Labeled point records
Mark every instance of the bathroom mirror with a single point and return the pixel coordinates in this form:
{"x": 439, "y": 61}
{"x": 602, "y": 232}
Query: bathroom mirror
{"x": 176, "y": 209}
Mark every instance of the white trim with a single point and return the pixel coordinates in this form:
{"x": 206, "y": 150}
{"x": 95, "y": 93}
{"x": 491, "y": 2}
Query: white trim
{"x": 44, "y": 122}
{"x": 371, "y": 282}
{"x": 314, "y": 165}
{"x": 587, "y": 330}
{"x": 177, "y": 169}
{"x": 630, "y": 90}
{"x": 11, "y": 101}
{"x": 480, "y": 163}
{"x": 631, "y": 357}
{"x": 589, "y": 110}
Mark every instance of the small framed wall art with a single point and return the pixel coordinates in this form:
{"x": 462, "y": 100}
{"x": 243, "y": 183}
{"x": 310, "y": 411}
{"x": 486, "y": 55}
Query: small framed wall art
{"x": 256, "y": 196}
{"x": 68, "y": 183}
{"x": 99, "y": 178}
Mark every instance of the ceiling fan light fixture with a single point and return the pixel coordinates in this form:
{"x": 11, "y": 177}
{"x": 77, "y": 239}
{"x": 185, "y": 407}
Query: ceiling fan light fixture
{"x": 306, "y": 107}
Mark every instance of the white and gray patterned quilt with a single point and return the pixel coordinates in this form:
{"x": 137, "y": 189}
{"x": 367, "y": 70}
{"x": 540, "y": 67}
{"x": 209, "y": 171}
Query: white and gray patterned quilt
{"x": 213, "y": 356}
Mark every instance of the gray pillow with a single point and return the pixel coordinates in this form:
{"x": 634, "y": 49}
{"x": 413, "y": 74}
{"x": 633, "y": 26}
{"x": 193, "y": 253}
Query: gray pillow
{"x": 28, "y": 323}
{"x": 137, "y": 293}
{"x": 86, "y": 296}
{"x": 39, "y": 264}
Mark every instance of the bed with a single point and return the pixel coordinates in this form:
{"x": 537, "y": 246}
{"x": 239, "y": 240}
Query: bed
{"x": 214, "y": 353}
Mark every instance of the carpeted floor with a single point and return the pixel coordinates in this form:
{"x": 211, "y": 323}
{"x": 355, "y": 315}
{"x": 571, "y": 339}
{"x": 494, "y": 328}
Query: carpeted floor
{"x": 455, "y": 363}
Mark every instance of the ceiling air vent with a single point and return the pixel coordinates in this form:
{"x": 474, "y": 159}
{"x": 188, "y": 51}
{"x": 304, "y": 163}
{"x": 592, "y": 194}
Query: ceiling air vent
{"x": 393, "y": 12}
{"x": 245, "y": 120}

--

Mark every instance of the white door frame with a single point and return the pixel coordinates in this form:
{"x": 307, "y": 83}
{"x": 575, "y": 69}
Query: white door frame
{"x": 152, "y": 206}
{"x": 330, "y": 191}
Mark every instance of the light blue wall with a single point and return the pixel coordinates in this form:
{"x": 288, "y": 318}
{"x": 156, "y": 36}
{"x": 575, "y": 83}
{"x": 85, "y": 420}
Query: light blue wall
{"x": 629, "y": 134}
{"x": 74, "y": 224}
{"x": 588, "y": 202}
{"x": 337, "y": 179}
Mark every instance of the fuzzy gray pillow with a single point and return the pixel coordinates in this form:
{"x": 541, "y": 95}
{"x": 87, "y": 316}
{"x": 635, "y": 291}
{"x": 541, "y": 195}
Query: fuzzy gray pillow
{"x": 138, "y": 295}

**Given task:**
Which lines in the data contain the string "framed"? Copy each one out in full, matching uppercase and lowercase exactly.

**Complete output:**
Mark every instance of the small framed wall art with a single point and return the pixel coordinates in this form:
Query: small framed wall art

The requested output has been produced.